Task objective » Turn the rows below into a numbered list, from the line containing "Target: dark background" through the last row, both included. Skip blank lines and leave out the pictures.

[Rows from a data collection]
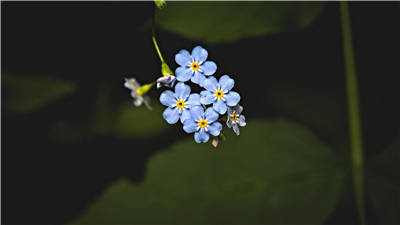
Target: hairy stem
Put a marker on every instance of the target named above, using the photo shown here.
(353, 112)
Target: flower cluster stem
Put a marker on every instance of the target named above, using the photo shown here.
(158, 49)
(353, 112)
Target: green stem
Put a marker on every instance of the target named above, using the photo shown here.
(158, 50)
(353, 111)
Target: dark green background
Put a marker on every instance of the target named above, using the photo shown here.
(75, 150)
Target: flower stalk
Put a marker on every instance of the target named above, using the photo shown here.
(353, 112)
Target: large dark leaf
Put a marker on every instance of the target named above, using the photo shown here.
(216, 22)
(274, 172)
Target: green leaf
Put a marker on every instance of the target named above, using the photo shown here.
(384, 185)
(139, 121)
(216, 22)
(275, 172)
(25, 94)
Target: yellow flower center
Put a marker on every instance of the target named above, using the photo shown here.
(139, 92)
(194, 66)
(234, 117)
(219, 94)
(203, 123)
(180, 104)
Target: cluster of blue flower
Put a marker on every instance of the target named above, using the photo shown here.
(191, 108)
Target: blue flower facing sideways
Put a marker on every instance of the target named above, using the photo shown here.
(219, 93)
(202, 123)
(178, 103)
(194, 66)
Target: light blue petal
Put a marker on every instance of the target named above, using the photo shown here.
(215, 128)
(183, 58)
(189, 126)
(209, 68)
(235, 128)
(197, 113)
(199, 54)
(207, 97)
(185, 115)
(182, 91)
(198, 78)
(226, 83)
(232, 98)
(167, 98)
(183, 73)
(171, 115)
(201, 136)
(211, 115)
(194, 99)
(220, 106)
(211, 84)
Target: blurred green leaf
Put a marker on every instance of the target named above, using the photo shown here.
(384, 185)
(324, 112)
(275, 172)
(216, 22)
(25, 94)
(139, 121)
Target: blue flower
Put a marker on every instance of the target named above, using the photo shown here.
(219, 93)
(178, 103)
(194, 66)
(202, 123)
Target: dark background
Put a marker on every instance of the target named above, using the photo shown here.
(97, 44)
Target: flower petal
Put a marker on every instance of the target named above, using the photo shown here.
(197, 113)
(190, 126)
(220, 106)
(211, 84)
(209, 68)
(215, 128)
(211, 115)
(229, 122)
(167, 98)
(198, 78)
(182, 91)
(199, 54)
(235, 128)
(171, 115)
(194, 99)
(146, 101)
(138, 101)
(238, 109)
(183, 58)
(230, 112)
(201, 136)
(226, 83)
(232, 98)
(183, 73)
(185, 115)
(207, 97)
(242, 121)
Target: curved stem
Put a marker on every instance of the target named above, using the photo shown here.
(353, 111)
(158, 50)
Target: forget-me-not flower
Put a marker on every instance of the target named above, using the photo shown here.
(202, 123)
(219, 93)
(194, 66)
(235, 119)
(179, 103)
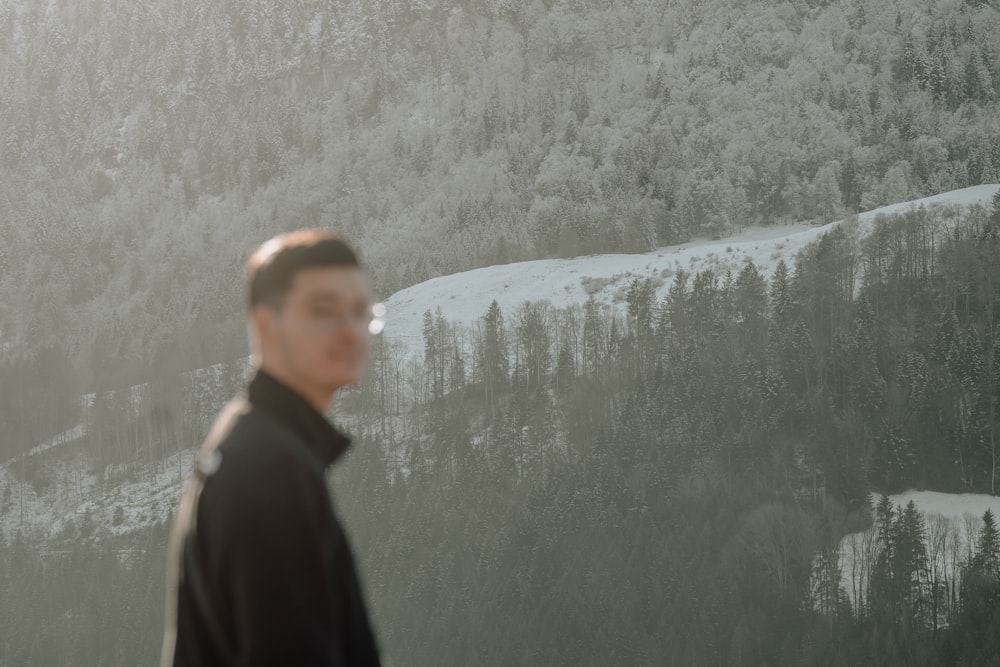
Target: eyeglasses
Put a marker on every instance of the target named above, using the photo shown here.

Finished answer »
1. Target: dark background
2. Put a marker on every instance of the target named above, using the photo shown here.
3. (97, 44)
4. Target: flower petal
5. Put a marker on every instance of the target named above, using the photo shown here.
6. (197, 113)
7. (190, 126)
8. (220, 106)
9. (211, 84)
10. (209, 68)
11. (215, 128)
12. (211, 115)
13. (229, 122)
14. (167, 98)
15. (198, 78)
16. (182, 91)
17. (199, 54)
18. (235, 128)
19. (171, 115)
20. (194, 99)
21. (146, 101)
22. (138, 101)
23. (238, 109)
24. (183, 58)
25. (230, 112)
26. (201, 136)
27. (226, 83)
28. (232, 98)
29. (183, 73)
30. (185, 115)
31. (207, 97)
32. (242, 121)
33. Target: curved stem
34. Put a marker on every instance of the target named above, using the photo shown here.
35. (353, 111)
36. (158, 50)
37. Target: forget-me-not flower
38. Put a marker on every instance of the target named above, using the photo shown here.
39. (202, 123)
40. (219, 93)
41. (194, 66)
42. (235, 119)
43. (179, 103)
44. Target: eyeglasses
45. Put a marker on every instance of the target named above, using the photo shown here.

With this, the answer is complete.